JOB - Copy the records below word for word, keeping every line unchanged.
▼▼▼
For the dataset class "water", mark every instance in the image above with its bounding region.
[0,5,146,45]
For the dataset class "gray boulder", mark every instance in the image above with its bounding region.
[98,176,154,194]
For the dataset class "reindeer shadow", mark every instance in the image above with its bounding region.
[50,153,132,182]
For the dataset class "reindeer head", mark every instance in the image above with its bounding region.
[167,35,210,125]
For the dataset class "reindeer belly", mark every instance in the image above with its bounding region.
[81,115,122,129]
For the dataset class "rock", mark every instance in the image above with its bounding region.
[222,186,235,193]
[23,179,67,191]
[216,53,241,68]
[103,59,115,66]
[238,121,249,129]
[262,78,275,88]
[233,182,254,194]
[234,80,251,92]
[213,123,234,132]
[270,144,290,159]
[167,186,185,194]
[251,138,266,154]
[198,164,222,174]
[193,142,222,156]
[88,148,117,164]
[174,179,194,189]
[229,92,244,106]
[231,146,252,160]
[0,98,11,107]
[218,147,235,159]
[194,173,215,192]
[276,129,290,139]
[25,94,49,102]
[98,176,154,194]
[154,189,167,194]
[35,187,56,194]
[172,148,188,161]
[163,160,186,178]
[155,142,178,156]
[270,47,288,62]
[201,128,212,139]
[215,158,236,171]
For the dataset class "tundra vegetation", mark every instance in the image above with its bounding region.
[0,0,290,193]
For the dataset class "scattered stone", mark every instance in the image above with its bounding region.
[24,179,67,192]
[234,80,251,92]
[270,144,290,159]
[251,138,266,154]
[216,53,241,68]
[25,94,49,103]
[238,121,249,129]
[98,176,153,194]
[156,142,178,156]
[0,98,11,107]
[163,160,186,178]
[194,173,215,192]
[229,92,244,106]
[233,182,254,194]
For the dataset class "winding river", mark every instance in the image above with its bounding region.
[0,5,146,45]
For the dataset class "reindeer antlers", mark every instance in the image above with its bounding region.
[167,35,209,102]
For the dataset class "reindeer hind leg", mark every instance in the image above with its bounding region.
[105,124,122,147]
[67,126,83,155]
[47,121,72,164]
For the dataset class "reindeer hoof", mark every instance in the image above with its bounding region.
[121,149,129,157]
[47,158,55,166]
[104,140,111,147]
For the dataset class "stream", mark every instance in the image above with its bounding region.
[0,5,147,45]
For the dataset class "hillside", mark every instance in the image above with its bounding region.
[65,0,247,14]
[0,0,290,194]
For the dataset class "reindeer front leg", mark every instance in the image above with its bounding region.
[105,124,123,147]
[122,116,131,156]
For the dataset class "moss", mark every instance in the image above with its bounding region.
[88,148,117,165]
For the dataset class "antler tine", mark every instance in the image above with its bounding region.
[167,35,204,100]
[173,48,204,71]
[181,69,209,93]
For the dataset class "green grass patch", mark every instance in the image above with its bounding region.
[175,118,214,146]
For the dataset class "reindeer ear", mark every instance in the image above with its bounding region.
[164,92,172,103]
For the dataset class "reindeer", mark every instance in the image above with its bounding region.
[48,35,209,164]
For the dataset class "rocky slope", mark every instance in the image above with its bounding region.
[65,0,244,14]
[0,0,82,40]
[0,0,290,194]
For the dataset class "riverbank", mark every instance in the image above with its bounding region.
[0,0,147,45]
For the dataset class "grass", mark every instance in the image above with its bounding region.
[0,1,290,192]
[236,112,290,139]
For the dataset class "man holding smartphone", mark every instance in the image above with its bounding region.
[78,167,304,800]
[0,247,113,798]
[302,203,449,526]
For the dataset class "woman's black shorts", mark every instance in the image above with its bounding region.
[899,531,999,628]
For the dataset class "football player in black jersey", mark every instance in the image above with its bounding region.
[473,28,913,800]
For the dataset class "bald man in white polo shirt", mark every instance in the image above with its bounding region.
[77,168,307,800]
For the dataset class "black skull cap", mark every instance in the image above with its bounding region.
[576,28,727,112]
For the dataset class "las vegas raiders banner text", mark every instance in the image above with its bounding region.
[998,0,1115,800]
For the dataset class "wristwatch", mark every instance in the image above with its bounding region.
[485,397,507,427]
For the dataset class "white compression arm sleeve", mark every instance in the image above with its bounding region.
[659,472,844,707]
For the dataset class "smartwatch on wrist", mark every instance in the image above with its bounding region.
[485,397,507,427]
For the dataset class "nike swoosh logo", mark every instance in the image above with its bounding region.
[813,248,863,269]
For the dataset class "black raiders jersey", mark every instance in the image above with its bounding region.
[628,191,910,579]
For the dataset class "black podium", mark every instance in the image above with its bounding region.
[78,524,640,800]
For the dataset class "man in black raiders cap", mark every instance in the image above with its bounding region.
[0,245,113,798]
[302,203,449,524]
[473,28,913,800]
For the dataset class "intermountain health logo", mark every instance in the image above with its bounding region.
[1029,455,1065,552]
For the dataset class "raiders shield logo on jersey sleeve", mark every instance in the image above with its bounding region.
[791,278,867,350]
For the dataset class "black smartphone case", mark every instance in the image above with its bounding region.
▲▲▲
RESPONSE BELOW -
For the dataset class "water", mark every instance in the image above with its bounding region.
[0,5,146,45]
For the dataset class "gray boulder", mark every instance in the image above with its bounding region.
[98,176,154,194]
For the dataset class "reindeer shadow", mark every instance in the image above with its bounding region.
[50,153,132,182]
For the dataset class "reindeer head", mark every instance in the image above with its bounding region.
[167,35,210,125]
For the dataset class "reindeer belly", mark every instance in the image above with its bounding region.
[81,115,122,129]
For the dataset class "rock", mark every instance in the image above with its bounding region.
[222,186,235,193]
[23,179,67,191]
[216,53,241,68]
[103,59,115,66]
[238,121,249,129]
[262,78,275,88]
[233,182,254,194]
[234,80,251,92]
[213,123,234,132]
[270,144,290,159]
[167,186,185,194]
[251,138,266,154]
[198,164,222,174]
[193,142,222,156]
[88,148,117,164]
[174,179,194,189]
[229,92,244,106]
[231,146,252,160]
[0,98,11,107]
[218,147,235,159]
[194,173,215,192]
[276,129,290,139]
[25,94,49,102]
[98,176,154,194]
[154,189,167,194]
[35,187,56,194]
[172,148,188,161]
[163,160,186,178]
[155,142,178,156]
[270,47,288,62]
[201,128,212,139]
[215,158,236,171]
For the dataset class "tundra vegetation", mark every instance in the image above with its bounding region.
[0,0,290,193]
For the dataset class "scattered stone", mark every instance in the image above with its bounding region.
[24,179,67,192]
[234,80,251,92]
[270,144,290,159]
[251,138,266,154]
[216,53,241,68]
[25,94,49,103]
[238,121,249,129]
[98,176,153,194]
[156,142,178,156]
[0,98,11,107]
[163,160,186,178]
[194,173,215,192]
[229,92,244,106]
[233,182,254,194]
For the dataset class "winding river", mark every instance in the image above with its bounding region.
[0,5,146,45]
For the dataset class "reindeer antlers", mark every instance in the image above with its bounding region.
[167,35,209,102]
For the dataset class "reindeer hind leg", mark every instance in the image above with its bounding region.
[105,124,122,147]
[67,126,83,155]
[47,121,72,164]
For the dataset class "reindeer hoof", mark every instance in the image above with its bounding region.
[121,149,129,157]
[47,158,55,166]
[104,140,111,147]
For the dataset class "stream", mark every instance in the image above with its bounding region.
[0,5,147,45]
For the dataset class "hillside", mark every instance in the image above with its bounding region.
[65,0,247,14]
[0,0,290,194]
For the dataset class "reindeer front leg", mark every instance in the image above with its bounding region.
[105,124,123,147]
[122,116,131,156]
For the dataset class "moss", mark every instance in the image above with its bounding region.
[88,148,117,165]
For the dataset class "antler tine", mark every instance in the image above with its bounding region.
[167,35,204,100]
[173,48,204,71]
[181,69,209,93]
For the dataset class "green grass patch", mark every instance in the image above with its bounding region.
[175,118,214,146]
For the dataset class "reindeer ear", mark every instance in the image above with its bounding region.
[164,92,172,103]
For the dataset class "reindeer", mark every instance in the image above with its bounding region.
[48,35,209,164]
For the dataset class "rocky slope", mark every instance in the image above with its bounding region.
[65,0,244,14]
[0,0,82,40]
[0,0,290,194]
For the dataset class "riverbank", mark every instance in the image above with its bounding region.
[0,0,147,45]
For the dataset class "grass", mark every instance in the image above with its bounding region.
[0,1,290,192]
[236,112,290,139]
For the dataset class "man holding smartphone", mark every instance in the image above with its bounding region.
[78,167,304,800]
[0,247,113,798]
[302,203,449,526]
For the dataset class "woman's black shorts", mark every instance in the image above with its bounding region.
[899,531,999,628]
For the dataset class "football player in black jersey", mark every instance in the image above with its bounding region.
[473,28,913,800]
For the dataset class "bald man in white polo shirt", mark every instance in the image above with its bounding region.
[77,168,307,800]
For the dataset class "black skull cap", mark every instance in the image above with its bounding region.
[576,28,727,112]
For the dataset class "las vegas raiders banner text", mark every instance in the image above with its bounding region.
[998,0,1115,800]
For the dataset class "wristwatch", mark every instance in the image above with its bounding region.
[485,397,507,427]
For the dataset class "white compression arm sleeve", mark every instance in the image above with its bounding region.
[659,472,844,707]
For the dataset class "smartwatch on wrist", mark every instance in the image above with its bounding region.
[485,397,507,427]
For the dataset class "nike swoosh logo", mark every instance in the image above with its bounding region.
[813,248,863,269]
For the dataset class "black raiders jersey", mark every instance in the image above with its bounding region.
[628,191,910,579]
For the dataset class "black podium", mark every instance in the image above with its bounding region.
[78,524,640,800]
For the dataset class "man in black raiders cap", mark every instance in the image above with its bounding region.
[0,245,113,798]
[302,203,449,524]
[473,28,913,800]
For the dataset class "intermountain health logo", mark every instance in the image above with its bounding region.
[1029,455,1065,552]
For the dataset class "raiders shield logo on jersey sleeve", mark every instance in the image above with its bounding region.
[791,278,867,350]
For the dataset class "black smartphone case", mark every instance in the image above with its bounding region.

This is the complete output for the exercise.